| YOUR OBJECTIVE |
Set down the records that follow exactly and completely.

(DATA PROVIDED Opens)

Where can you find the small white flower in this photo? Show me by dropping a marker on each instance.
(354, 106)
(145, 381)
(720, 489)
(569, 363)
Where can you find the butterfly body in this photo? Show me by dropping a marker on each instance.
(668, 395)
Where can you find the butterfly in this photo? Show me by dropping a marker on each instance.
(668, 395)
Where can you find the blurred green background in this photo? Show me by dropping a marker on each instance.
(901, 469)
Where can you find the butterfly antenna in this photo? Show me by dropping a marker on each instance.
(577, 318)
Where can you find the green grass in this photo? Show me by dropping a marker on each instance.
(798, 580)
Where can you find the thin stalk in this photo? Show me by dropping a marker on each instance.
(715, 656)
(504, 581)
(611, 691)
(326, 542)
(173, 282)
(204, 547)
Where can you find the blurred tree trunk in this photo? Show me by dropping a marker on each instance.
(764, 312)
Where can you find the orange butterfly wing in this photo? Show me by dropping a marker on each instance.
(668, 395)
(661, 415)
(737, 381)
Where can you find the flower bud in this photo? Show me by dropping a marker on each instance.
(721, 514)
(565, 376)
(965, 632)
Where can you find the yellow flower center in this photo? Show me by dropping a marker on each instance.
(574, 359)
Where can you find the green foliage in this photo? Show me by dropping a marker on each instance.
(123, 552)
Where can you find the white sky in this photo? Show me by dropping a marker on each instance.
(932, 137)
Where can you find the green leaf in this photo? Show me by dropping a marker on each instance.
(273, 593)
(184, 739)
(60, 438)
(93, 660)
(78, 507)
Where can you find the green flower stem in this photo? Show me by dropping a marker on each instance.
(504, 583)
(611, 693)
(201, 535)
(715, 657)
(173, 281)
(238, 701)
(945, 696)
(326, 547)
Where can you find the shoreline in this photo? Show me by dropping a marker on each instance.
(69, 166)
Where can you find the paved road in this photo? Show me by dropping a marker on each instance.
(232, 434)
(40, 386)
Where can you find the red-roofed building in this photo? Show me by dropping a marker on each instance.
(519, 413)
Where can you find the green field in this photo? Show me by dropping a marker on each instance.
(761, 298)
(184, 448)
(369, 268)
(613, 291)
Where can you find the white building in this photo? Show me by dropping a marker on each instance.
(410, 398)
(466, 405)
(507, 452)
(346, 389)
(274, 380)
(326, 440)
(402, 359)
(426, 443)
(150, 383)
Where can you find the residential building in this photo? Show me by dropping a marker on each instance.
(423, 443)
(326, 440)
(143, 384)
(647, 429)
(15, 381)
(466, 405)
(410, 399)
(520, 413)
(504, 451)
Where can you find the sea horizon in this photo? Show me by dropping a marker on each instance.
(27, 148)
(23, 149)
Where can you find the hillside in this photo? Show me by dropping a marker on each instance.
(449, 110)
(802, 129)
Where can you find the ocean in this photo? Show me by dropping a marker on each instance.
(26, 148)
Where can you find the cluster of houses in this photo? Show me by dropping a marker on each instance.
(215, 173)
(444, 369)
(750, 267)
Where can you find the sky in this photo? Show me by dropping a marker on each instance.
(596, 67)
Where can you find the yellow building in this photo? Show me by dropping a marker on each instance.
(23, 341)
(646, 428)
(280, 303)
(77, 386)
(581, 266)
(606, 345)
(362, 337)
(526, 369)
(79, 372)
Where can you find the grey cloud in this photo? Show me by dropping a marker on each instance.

(DATA PROVIDED Closes)

| COMPLETED TASK |
Where can you find the small white flower in this photo? Show me by dropping a marker on each instance.
(354, 106)
(145, 381)
(720, 489)
(569, 363)
Where can you find the butterfly body in this photo? Show me by dropping a marker on each instance.
(668, 395)
Where can you find the butterfly in this photo? Show me by dropping a marker on each instance.
(668, 395)
Where can you find the blurred green background in this photo? Show me by dropping a marker on each instance.
(901, 469)
Where can you find the butterfly antenna in this photo? Show me by dropping a marker on each instance.
(577, 318)
Where can you find the green grass in this photo? Show me by dropping a marker on each instance.
(798, 580)
Where can you find the thin stalk in this photo? Show me by dropping a marker on each instance.
(715, 656)
(504, 581)
(611, 691)
(326, 542)
(173, 282)
(204, 547)
Where can you find the blurred tree trunk in this photo? Show me by dropping a marker on each instance.
(764, 312)
Where can you find the orange butterfly wing in this photo? Show me by dropping a marker on each instance.
(668, 395)
(661, 415)
(737, 381)
Where can you find the flower bud in this photo? Show me by dropping a marker on each instance.
(721, 514)
(565, 376)
(965, 632)
Where can you find the yellow flower center in this photo? Show me by dropping a marker on each instance.
(574, 359)
Where can you find the green foliage in this photo? Show me by dropping a marker on each instance.
(123, 552)
Where can you find the white sky in this photo? Show me by dropping a marker on each instance.
(932, 137)
Where can you find the green leaf in this photo? Show me by dropping a marker on each instance.
(273, 593)
(184, 739)
(60, 438)
(93, 660)
(78, 507)
Where can you find the green flower stem in this photo? Show me by dropping a marker on each instance.
(504, 583)
(611, 693)
(201, 535)
(715, 657)
(173, 281)
(238, 701)
(945, 696)
(326, 547)
Where can you find the shoreline in this photo? Show me by dropping a marker on each instance.
(69, 166)
Where can you find the paved road in this photo? Show me by dropping a marker on each instance.
(232, 434)
(40, 386)
Where can you find the red-roofed building in this photo? Show me by dropping a marker on each instance.
(519, 413)
Where can you find the green field in this photo? Show me by dropping a marker on each instance.
(761, 298)
(184, 448)
(369, 268)
(613, 291)
Where can you find the white building in this photo? Show me by dropping a marker on each instance.
(410, 398)
(466, 405)
(507, 452)
(346, 389)
(274, 380)
(326, 440)
(402, 359)
(426, 443)
(150, 383)
Where can you find the residential building in this photo? Show me by dropping a marker on each instance.
(423, 443)
(326, 440)
(143, 384)
(647, 429)
(15, 381)
(466, 405)
(410, 399)
(520, 413)
(504, 451)
Where can you find the sea horizon in this photo? Show me by dropping a marker on each instance.
(27, 148)
(23, 149)
Where can you find the hillside in this photo? Show me by dropping a marker on each instance.
(449, 110)
(802, 129)
Where can you find the ocean in this photo? Show me by dropping a marker on each instance.
(26, 148)
Where can you find the cluster of houses in this photo? Show me by dropping a marker on each instance.
(215, 173)
(444, 369)
(750, 267)
Where can you find the sky in this photo? Show me by dropping a marker on each instance.
(596, 67)
Where can you find the yellow building in this photo? Show me by dropping a marker on each instance.
(23, 341)
(646, 428)
(280, 303)
(77, 386)
(581, 266)
(606, 345)
(362, 337)
(526, 369)
(79, 372)
Where can you find the grey cloud in this photo? Show me by dropping a marker on each instance.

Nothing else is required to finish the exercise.